» Your assignment: Identify all lines in the listing that include the word "segment", and copy them out.

^^^^^^^^

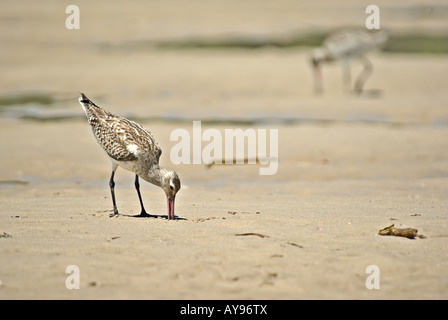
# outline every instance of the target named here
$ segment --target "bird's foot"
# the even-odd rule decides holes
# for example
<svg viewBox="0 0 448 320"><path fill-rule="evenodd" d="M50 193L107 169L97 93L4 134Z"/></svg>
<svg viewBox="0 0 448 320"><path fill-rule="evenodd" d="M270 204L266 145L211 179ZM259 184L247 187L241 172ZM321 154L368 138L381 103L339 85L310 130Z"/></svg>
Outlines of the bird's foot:
<svg viewBox="0 0 448 320"><path fill-rule="evenodd" d="M140 217L150 217L151 215L148 214L145 210L142 210L142 212L140 212Z"/></svg>
<svg viewBox="0 0 448 320"><path fill-rule="evenodd" d="M114 211L113 213L109 214L109 218L118 217L120 214L118 211Z"/></svg>

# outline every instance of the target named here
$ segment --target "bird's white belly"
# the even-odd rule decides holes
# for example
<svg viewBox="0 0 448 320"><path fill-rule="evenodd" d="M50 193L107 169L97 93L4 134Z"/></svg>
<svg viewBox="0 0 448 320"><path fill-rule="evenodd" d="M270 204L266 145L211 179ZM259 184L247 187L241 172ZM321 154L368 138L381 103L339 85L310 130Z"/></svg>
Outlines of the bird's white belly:
<svg viewBox="0 0 448 320"><path fill-rule="evenodd" d="M138 172L140 166L138 165L137 161L117 161L114 159L111 159L112 162L118 164L118 166L122 167L123 169L132 171L132 172Z"/></svg>

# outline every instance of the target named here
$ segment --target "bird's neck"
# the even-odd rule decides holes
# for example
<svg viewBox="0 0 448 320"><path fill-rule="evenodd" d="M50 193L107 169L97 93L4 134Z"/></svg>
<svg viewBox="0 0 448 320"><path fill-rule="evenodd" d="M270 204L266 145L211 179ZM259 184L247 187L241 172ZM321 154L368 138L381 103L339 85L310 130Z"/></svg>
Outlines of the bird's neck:
<svg viewBox="0 0 448 320"><path fill-rule="evenodd" d="M145 175L141 175L141 177L149 183L162 187L162 180L166 171L165 168L154 165Z"/></svg>

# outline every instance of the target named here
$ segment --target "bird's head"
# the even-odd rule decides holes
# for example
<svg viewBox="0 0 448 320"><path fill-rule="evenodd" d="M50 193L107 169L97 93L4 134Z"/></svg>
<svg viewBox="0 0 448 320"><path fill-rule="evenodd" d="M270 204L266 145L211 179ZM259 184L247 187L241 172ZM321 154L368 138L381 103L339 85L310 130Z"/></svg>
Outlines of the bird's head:
<svg viewBox="0 0 448 320"><path fill-rule="evenodd" d="M165 191L168 206L168 219L174 219L174 200L180 190L180 179L173 170L163 170L160 187Z"/></svg>
<svg viewBox="0 0 448 320"><path fill-rule="evenodd" d="M327 53L324 48L316 48L311 53L310 62L314 68L319 67L320 64L326 60Z"/></svg>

^^^^^^^^

» Task answer:
$ segment --target "bird's foot"
$ segment --target "bird's white belly"
$ segment --target "bird's neck"
$ segment --target "bird's head"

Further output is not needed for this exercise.